TUJUAN LATIHAN. Bisakah Anda menyalin kata demi kata sebagian teks tentang makna persekutuan di bawah, dimulai dari bagian yang memuat "Memaknai Persekutuan" dan berhenti setelah "yang adalah nelayan."?

Memaknai Persekutuan
Persekutuan adalah sebuah kata
yang tidak asing lagi di dalam kekristenan. Persekutuan sering dipakai di dalam
berbagai kegiatan gerejawi. Misalnya, persekutuan kaum Bapak/Ibu, persekutuan
Pemuda/Remaja, dsbnya. Jika dilihat penggunaan kata ‘Persekutuan’ ini memang
unik. Unik karena di dalam kelompok yang disebut persekutuan itu ada banyak
latar belakang yang berbeda dari anggota kelompoknya.
Persekutuan yang dibuat oleh
Tuhan Yesus semasa pelayanan-Nya di dunia, terdiri dari berbagai latar belakang
keanggotaannya. Ada Simon Petrus dan saudara-saudaranya yang adalah nelayan.
Ada Simon orang Zelot yang memiliki jiwa patriotisme nasionalis yang tinggi.
Namun, ada juga Lewi si pemungut cukai (Matius) yang bekerja bagi pemerintah Romawi.
Jika melihat gambaran singkat murid-murid Yesus di atas, sangat memungkinkan
terjadinya perselisihan di antara mereka.

ENTRI TEREKSTRAK.
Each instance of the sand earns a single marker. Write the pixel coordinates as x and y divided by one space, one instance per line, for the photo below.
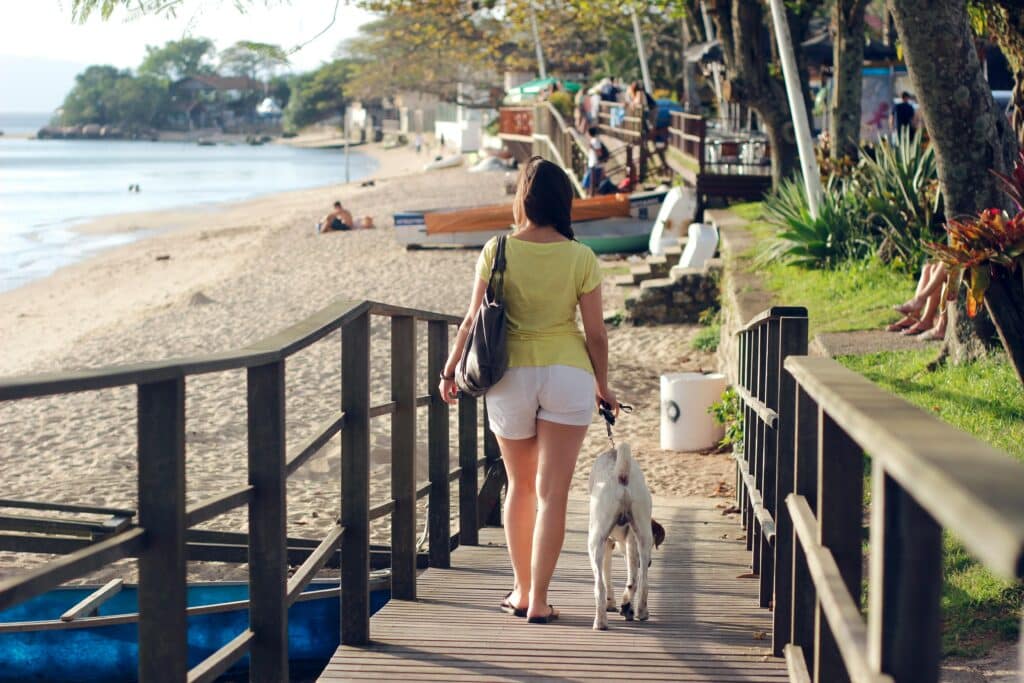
218 279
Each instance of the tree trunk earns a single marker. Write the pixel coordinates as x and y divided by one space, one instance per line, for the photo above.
848 59
970 135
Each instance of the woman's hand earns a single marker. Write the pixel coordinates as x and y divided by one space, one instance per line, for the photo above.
449 390
608 396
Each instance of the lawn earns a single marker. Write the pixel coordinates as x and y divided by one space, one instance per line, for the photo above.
858 295
985 399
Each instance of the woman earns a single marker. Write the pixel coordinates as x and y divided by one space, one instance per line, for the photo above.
542 407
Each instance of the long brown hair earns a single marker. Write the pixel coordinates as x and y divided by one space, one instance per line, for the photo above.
544 195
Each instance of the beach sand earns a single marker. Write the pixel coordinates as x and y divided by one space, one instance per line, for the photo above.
219 279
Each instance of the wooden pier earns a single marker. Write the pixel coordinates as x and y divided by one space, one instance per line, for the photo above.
705 625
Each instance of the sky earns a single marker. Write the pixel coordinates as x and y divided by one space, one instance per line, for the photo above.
41 49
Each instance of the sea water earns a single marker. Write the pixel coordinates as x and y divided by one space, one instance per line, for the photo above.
48 186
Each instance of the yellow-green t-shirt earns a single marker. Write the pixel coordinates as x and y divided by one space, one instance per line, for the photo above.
543 286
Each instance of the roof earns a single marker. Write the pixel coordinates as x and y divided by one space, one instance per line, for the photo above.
219 83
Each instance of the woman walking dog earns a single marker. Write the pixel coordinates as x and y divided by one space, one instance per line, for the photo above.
541 408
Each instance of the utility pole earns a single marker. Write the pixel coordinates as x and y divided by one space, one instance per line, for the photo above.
798 109
640 50
537 42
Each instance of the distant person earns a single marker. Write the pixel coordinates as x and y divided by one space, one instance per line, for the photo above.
339 219
902 116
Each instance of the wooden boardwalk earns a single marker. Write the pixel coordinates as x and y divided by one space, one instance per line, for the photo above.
705 626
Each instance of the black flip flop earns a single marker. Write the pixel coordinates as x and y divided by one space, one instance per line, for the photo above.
551 616
509 608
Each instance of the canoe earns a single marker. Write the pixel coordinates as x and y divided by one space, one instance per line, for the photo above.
473 226
36 645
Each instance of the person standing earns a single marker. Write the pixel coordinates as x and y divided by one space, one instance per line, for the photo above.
542 407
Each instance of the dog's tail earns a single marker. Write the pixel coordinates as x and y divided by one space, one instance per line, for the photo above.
624 461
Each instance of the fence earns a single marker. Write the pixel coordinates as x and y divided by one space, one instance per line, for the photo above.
159 538
808 424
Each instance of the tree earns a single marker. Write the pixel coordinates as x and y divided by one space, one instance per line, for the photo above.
178 58
318 94
971 136
252 59
848 57
754 74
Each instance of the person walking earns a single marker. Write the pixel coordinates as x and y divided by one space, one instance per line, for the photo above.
542 407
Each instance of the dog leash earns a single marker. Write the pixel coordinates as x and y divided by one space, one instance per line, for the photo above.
609 417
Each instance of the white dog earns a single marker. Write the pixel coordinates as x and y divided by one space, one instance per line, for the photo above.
621 515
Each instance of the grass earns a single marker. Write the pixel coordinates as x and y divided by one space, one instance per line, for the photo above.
856 295
984 399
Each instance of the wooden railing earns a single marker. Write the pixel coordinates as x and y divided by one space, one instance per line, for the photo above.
159 538
808 424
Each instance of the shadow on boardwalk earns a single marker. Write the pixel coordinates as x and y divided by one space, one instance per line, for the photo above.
705 626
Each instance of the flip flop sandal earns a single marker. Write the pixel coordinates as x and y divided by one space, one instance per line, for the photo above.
509 608
551 616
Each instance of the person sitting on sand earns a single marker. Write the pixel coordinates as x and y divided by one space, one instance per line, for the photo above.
925 313
339 219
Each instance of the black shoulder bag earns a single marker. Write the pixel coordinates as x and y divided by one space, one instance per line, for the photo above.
484 357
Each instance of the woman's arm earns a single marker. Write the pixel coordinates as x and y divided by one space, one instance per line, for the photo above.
592 312
448 387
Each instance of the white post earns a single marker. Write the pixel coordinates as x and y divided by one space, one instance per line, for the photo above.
537 42
798 109
641 52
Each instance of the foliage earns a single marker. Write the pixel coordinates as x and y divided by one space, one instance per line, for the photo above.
318 94
728 412
105 95
178 58
983 398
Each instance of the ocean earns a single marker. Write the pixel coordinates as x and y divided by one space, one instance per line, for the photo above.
48 186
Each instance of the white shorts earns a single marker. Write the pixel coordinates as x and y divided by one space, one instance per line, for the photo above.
556 393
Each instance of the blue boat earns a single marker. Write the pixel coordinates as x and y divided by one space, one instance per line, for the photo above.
37 645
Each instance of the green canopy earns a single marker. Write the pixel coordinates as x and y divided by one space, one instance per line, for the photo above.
534 88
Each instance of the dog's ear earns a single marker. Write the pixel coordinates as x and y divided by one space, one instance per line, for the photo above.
658 532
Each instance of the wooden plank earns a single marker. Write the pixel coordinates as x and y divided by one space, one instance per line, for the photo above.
355 481
403 459
804 604
163 645
218 663
705 624
970 487
92 601
841 496
904 615
267 523
469 478
313 563
794 342
438 450
838 605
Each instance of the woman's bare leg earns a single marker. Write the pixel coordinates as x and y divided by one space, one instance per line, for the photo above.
558 449
520 511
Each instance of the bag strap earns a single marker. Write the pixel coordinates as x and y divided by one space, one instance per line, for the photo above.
499 268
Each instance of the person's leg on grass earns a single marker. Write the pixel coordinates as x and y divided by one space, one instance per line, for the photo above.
520 511
558 449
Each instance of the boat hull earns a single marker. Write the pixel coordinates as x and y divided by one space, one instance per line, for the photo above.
104 648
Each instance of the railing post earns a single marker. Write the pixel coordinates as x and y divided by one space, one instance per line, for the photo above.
355 481
769 465
267 523
163 644
904 616
841 499
805 598
468 479
438 450
793 340
403 458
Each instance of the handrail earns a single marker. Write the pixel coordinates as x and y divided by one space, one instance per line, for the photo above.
270 349
978 498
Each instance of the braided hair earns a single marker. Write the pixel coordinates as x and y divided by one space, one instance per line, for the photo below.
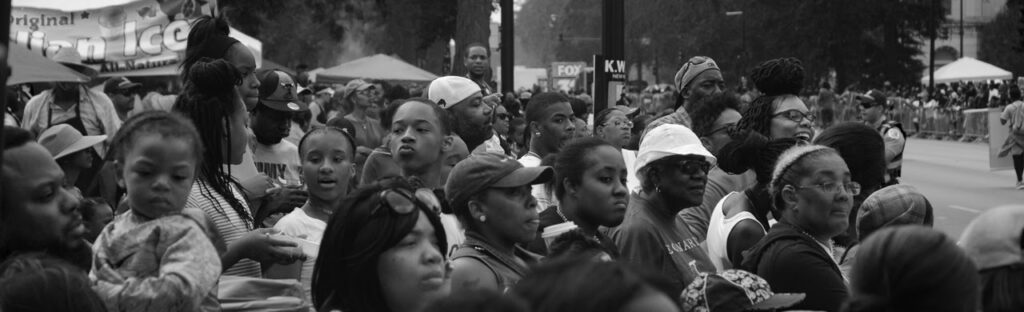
209 100
777 80
208 38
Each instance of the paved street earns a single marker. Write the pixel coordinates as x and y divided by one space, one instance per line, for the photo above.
955 178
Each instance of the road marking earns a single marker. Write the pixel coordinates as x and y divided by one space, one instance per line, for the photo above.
965 209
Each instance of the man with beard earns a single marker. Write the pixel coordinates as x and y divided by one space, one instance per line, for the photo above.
549 127
470 117
38 213
477 63
275 158
698 78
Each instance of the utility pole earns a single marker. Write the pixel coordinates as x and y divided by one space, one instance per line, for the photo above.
962 29
931 53
508 47
612 48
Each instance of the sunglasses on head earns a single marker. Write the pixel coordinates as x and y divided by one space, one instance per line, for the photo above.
797 116
690 166
401 202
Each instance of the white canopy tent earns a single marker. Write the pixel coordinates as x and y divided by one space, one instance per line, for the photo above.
968 69
376 67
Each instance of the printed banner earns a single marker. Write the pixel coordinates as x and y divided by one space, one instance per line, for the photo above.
138 38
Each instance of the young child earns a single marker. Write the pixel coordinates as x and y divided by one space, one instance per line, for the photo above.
157 256
327 156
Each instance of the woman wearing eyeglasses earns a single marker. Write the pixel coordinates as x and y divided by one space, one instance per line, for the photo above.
673 170
739 220
491 195
382 252
778 113
812 193
613 126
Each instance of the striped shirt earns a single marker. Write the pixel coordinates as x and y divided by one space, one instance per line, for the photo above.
229 224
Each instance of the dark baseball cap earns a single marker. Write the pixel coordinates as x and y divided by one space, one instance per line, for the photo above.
872 98
278 91
486 170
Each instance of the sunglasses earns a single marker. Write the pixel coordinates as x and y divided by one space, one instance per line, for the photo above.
401 202
691 167
620 124
796 116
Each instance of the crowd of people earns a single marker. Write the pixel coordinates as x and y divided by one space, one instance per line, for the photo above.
256 190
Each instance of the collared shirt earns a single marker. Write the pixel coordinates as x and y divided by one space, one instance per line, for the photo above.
97 112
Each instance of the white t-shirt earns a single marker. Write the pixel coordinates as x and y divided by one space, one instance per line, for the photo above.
544 199
297 224
279 162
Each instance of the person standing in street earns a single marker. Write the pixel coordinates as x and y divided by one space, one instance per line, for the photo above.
872 108
477 64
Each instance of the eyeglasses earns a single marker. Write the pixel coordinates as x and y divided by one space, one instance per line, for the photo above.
402 203
796 116
620 124
727 128
834 187
690 167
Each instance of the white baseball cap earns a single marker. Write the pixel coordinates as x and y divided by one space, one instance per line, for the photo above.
668 140
62 140
450 90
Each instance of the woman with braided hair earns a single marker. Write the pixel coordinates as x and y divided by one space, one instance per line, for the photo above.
740 218
778 113
212 102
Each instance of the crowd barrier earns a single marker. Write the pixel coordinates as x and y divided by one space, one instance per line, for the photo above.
933 123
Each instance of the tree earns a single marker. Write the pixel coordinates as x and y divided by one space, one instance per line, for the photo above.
472 26
1001 41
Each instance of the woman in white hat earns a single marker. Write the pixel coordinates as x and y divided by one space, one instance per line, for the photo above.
71 149
673 169
89 112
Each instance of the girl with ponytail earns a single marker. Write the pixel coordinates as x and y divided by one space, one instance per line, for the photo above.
212 103
740 219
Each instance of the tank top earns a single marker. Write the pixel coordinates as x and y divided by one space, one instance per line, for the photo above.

JAWABAN LATIHAN.
Memaknai Persekutuan
Persekutuan adalah sebuah kata
yang tidak asing lagi di dalam kekristenan. Persekutuan sering dipakai di dalam
berbagai kegiatan gerejawi. Misalnya, persekutuan kaum Bapak/Ibu, persekutuan
Pemuda/Remaja, dsbnya. Jika dilihat penggunaan kata ‘Persekutuan’ ini memang
unik. Unik karena di dalam kelompok yang disebut persekutuan itu ada banyak
latar belakang yang berbeda dari anggota kelompoknya.
Persekutuan yang dibuat oleh
Tuhan Yesus semasa pelayanan-Nya di dunia, terdiri dari berbagai latar belakang
keanggotaannya. Ada Simon Petrus dan saudara-saudaranya yang adalah nelayan.